=== Section Start ===

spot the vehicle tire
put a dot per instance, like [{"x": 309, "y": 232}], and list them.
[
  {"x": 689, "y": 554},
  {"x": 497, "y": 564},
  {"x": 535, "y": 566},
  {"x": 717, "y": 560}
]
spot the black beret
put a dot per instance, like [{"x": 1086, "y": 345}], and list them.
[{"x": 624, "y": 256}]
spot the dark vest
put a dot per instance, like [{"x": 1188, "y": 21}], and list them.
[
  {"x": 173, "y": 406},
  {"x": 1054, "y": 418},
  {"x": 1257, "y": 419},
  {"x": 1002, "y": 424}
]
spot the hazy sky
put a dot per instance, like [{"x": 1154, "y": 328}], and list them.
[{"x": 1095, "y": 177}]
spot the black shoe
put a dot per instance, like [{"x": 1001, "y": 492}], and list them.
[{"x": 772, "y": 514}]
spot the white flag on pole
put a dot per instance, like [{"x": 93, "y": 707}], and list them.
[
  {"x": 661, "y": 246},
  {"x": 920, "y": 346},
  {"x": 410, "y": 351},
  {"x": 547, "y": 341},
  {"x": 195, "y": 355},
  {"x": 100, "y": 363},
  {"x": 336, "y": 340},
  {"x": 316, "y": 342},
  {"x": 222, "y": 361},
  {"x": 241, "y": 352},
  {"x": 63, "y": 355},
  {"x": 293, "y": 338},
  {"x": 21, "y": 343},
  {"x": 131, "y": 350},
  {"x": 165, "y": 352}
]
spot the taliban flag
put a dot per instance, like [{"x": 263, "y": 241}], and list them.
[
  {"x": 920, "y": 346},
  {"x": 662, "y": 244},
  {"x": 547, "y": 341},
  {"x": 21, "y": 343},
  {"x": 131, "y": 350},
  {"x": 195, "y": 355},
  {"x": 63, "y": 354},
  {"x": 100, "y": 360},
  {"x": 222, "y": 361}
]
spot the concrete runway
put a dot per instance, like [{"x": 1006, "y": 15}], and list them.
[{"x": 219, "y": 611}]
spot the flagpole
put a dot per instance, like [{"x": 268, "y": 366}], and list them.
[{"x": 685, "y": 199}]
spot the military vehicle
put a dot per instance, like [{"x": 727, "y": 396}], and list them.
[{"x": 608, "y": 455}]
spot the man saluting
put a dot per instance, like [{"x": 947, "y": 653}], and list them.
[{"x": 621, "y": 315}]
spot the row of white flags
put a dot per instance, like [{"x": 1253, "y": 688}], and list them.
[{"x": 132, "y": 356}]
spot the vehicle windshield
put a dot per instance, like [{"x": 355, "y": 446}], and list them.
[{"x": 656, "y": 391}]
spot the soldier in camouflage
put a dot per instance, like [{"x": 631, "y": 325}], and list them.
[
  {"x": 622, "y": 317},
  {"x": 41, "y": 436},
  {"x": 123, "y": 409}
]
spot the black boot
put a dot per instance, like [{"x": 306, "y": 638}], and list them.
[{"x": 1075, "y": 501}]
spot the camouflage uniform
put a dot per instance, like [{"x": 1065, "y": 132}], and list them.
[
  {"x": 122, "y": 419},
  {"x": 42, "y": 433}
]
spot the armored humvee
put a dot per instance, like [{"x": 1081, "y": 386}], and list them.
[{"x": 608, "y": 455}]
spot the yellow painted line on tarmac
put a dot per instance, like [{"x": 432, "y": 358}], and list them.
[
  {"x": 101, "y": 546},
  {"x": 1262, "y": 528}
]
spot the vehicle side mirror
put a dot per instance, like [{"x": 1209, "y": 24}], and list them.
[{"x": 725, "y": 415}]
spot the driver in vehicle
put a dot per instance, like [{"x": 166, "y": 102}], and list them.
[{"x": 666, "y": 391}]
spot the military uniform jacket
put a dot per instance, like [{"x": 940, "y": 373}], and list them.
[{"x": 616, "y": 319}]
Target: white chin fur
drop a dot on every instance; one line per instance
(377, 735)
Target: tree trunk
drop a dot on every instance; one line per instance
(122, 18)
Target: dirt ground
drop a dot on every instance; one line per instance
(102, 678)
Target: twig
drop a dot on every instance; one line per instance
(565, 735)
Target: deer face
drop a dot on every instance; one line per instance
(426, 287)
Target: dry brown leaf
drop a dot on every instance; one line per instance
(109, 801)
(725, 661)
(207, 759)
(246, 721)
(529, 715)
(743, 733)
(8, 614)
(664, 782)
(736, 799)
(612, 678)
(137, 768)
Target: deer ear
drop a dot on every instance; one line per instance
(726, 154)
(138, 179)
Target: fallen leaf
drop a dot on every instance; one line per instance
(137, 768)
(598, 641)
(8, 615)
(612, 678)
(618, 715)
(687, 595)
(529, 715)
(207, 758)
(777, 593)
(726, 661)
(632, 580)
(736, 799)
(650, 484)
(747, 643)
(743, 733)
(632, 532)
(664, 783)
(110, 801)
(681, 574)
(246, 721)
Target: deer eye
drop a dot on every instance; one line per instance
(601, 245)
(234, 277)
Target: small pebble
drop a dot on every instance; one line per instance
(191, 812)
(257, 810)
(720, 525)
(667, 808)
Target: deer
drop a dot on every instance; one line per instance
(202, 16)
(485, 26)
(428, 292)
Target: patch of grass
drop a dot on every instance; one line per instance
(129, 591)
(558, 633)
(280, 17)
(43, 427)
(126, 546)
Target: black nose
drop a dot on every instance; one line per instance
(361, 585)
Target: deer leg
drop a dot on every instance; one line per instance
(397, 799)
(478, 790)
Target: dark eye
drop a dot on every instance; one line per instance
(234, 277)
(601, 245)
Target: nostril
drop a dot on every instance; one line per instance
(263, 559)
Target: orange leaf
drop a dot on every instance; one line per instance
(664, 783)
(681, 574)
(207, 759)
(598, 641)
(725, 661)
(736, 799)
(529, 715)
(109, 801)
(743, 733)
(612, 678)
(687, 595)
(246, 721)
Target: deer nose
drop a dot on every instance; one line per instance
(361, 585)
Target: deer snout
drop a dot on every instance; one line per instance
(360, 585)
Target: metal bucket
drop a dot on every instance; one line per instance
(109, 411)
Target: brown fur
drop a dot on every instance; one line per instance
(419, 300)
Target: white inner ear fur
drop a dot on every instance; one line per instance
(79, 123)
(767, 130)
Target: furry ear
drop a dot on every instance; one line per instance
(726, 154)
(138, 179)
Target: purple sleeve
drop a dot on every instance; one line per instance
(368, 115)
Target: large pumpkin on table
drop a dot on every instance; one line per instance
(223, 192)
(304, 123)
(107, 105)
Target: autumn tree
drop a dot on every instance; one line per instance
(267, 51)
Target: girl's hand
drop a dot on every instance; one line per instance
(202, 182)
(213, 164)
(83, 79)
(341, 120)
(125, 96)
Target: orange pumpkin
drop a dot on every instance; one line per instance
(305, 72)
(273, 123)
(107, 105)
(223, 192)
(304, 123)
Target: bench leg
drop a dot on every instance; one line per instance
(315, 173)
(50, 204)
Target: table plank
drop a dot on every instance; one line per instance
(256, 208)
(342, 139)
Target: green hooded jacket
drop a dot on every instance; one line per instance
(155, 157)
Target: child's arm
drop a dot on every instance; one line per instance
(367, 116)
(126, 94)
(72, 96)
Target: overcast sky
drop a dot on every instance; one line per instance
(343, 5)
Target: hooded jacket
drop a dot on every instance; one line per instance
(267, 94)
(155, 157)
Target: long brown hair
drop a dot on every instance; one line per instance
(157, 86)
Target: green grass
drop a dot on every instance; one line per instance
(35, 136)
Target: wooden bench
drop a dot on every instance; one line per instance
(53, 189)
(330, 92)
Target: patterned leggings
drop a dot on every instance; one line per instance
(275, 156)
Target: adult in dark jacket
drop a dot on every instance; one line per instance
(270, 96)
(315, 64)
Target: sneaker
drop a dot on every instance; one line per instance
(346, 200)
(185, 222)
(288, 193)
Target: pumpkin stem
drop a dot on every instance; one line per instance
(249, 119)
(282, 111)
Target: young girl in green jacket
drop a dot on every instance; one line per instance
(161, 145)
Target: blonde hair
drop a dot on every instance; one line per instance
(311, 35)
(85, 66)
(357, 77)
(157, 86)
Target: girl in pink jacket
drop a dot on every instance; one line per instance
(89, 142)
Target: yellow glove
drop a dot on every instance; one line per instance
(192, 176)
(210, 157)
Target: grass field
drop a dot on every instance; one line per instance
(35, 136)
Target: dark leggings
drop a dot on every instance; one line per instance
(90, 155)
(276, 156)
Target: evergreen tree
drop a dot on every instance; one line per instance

=== Section End ===

## Problem
How many lines in the data above contain the string "uniform"? Reply with only the number.

## Worked solution
2